(Task requirements): "Verify that every instance of the black" appears in one line of the records below. Output that line and each one after it, exactly, through the last line.
*** Records provided ***
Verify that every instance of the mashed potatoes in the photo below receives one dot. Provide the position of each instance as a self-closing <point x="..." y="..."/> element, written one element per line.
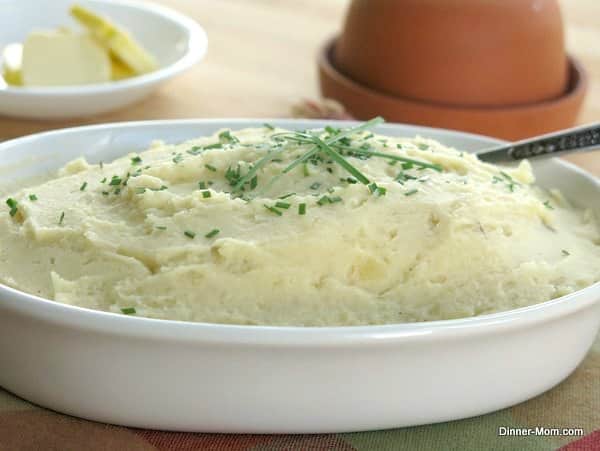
<point x="383" y="230"/>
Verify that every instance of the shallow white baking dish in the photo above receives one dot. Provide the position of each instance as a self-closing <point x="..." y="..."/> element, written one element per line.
<point x="220" y="378"/>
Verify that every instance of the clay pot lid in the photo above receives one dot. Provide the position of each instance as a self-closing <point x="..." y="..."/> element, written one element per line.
<point x="508" y="122"/>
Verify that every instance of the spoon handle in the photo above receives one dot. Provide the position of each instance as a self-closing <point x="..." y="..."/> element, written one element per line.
<point x="580" y="139"/>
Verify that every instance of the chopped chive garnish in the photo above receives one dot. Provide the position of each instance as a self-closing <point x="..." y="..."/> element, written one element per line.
<point x="324" y="200"/>
<point x="212" y="233"/>
<point x="381" y="191"/>
<point x="14" y="206"/>
<point x="286" y="196"/>
<point x="273" y="210"/>
<point x="195" y="150"/>
<point x="305" y="171"/>
<point x="227" y="137"/>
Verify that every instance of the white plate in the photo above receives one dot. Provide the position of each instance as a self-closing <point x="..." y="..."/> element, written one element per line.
<point x="175" y="40"/>
<point x="222" y="378"/>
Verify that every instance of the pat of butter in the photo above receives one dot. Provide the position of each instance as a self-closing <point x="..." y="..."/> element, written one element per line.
<point x="11" y="61"/>
<point x="55" y="58"/>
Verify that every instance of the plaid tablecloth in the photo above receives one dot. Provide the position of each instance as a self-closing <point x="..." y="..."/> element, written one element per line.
<point x="573" y="404"/>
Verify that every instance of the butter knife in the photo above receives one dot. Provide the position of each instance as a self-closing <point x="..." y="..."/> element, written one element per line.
<point x="579" y="139"/>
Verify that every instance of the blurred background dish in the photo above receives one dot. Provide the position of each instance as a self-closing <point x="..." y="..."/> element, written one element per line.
<point x="175" y="41"/>
<point x="497" y="67"/>
<point x="508" y="122"/>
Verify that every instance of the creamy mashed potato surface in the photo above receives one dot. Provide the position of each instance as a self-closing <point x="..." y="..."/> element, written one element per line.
<point x="169" y="233"/>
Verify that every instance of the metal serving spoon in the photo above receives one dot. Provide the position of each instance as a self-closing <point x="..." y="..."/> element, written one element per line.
<point x="579" y="139"/>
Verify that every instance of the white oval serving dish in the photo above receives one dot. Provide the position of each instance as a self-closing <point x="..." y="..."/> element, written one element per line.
<point x="221" y="378"/>
<point x="175" y="40"/>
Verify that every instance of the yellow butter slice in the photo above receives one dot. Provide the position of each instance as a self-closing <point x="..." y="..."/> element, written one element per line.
<point x="12" y="57"/>
<point x="120" y="43"/>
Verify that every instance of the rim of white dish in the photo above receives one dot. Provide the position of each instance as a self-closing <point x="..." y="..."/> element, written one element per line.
<point x="197" y="47"/>
<point x="84" y="319"/>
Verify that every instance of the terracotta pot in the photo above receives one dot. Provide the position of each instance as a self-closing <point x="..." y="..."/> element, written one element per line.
<point x="510" y="123"/>
<point x="456" y="52"/>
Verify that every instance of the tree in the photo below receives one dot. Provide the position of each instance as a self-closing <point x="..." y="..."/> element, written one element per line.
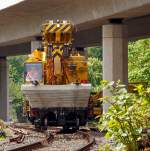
<point x="139" y="61"/>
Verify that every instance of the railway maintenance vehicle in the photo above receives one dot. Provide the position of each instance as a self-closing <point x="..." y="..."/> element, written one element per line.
<point x="56" y="80"/>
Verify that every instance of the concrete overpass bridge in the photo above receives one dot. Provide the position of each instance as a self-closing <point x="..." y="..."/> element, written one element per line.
<point x="110" y="23"/>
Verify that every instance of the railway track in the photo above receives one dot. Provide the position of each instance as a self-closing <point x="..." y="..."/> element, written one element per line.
<point x="28" y="139"/>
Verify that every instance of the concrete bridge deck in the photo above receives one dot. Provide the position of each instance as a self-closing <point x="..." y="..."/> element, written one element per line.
<point x="94" y="20"/>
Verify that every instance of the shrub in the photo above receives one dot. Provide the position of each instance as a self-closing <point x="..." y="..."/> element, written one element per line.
<point x="127" y="116"/>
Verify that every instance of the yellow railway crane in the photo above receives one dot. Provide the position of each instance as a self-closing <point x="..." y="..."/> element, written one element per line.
<point x="56" y="79"/>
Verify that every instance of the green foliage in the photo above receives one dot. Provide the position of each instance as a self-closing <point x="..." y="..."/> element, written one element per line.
<point x="139" y="60"/>
<point x="128" y="114"/>
<point x="16" y="69"/>
<point x="95" y="52"/>
<point x="95" y="67"/>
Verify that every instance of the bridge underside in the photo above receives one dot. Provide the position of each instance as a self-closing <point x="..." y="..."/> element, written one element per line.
<point x="98" y="23"/>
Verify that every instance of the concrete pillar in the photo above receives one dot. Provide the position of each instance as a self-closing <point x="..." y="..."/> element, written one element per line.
<point x="3" y="89"/>
<point x="115" y="55"/>
<point x="35" y="45"/>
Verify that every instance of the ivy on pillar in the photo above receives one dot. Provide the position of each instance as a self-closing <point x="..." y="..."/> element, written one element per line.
<point x="3" y="89"/>
<point x="115" y="54"/>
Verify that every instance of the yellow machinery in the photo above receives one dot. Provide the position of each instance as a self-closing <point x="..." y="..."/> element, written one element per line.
<point x="61" y="63"/>
<point x="56" y="79"/>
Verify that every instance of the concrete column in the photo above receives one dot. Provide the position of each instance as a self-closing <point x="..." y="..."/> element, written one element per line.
<point x="115" y="55"/>
<point x="3" y="89"/>
<point x="35" y="45"/>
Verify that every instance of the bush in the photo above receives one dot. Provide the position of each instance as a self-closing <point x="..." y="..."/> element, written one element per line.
<point x="127" y="116"/>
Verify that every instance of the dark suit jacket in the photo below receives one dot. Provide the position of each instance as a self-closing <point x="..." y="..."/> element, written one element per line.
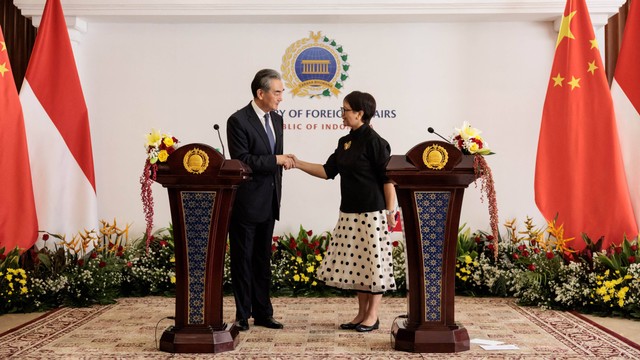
<point x="258" y="198"/>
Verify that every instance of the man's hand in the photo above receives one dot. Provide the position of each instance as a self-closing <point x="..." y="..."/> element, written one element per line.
<point x="286" y="161"/>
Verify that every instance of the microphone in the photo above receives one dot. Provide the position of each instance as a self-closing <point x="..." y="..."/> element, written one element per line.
<point x="217" y="129"/>
<point x="430" y="129"/>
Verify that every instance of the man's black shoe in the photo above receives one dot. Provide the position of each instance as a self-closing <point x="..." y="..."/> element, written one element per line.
<point x="269" y="322"/>
<point x="242" y="325"/>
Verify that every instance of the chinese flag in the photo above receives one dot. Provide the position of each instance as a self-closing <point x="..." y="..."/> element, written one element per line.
<point x="58" y="136"/>
<point x="625" y="91"/>
<point x="18" y="222"/>
<point x="579" y="171"/>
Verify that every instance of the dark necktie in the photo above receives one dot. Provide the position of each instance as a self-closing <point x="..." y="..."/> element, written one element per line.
<point x="272" y="139"/>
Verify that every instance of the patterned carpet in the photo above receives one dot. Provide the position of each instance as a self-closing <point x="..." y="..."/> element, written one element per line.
<point x="130" y="329"/>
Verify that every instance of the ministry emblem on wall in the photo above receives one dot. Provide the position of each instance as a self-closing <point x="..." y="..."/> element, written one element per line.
<point x="315" y="67"/>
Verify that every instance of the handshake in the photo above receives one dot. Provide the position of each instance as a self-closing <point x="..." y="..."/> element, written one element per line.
<point x="288" y="161"/>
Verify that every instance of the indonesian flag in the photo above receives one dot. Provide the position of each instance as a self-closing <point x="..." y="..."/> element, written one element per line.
<point x="625" y="91"/>
<point x="58" y="134"/>
<point x="579" y="170"/>
<point x="18" y="222"/>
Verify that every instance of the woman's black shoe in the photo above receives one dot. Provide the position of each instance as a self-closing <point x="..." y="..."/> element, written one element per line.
<point x="365" y="328"/>
<point x="348" y="326"/>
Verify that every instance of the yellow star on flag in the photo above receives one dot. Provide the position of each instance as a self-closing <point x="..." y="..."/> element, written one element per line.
<point x="3" y="69"/>
<point x="565" y="28"/>
<point x="557" y="81"/>
<point x="574" y="82"/>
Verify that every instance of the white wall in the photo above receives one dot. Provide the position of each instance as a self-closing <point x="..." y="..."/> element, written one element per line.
<point x="183" y="78"/>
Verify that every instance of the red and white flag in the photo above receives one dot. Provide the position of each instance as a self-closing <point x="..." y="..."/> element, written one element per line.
<point x="625" y="91"/>
<point x="18" y="222"/>
<point x="579" y="170"/>
<point x="58" y="135"/>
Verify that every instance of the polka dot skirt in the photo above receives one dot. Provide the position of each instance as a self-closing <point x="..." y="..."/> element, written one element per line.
<point x="359" y="256"/>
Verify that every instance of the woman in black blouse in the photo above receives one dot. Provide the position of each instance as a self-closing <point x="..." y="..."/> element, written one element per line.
<point x="359" y="256"/>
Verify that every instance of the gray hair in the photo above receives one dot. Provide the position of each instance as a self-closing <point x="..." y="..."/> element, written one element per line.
<point x="262" y="80"/>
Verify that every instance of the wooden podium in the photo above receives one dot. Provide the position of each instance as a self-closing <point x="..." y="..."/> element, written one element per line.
<point x="430" y="182"/>
<point x="202" y="187"/>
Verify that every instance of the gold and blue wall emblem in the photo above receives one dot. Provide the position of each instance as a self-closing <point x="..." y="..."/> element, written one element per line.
<point x="315" y="67"/>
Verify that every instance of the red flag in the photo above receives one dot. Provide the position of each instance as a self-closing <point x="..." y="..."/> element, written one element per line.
<point x="579" y="171"/>
<point x="58" y="135"/>
<point x="625" y="91"/>
<point x="18" y="222"/>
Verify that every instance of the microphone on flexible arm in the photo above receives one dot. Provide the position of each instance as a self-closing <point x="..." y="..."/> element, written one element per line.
<point x="430" y="129"/>
<point x="216" y="127"/>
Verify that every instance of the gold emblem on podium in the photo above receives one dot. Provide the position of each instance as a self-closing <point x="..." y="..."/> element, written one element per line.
<point x="435" y="157"/>
<point x="196" y="161"/>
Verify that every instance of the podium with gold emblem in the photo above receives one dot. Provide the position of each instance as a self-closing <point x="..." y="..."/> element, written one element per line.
<point x="430" y="181"/>
<point x="201" y="186"/>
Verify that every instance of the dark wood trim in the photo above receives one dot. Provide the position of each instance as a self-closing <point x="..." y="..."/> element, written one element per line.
<point x="19" y="35"/>
<point x="613" y="38"/>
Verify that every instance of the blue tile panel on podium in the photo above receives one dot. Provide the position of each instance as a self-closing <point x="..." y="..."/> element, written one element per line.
<point x="432" y="207"/>
<point x="197" y="208"/>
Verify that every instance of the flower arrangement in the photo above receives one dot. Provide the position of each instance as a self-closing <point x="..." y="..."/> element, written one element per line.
<point x="469" y="141"/>
<point x="158" y="146"/>
<point x="535" y="265"/>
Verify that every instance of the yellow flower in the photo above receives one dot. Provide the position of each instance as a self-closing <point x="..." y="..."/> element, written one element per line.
<point x="153" y="138"/>
<point x="467" y="131"/>
<point x="163" y="155"/>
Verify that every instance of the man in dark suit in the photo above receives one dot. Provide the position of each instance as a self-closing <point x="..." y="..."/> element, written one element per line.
<point x="254" y="135"/>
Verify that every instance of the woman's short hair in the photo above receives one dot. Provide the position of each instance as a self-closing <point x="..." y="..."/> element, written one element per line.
<point x="361" y="101"/>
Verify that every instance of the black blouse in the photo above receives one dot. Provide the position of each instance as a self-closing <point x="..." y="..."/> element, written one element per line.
<point x="360" y="159"/>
*** End of Records provided ***
(Problem solution):
Verify that every instance of the black blouse in the photo above receives one dot. Provide the position of each instance as a self-closing <point x="..." y="..."/> element, written one element per line.
<point x="360" y="159"/>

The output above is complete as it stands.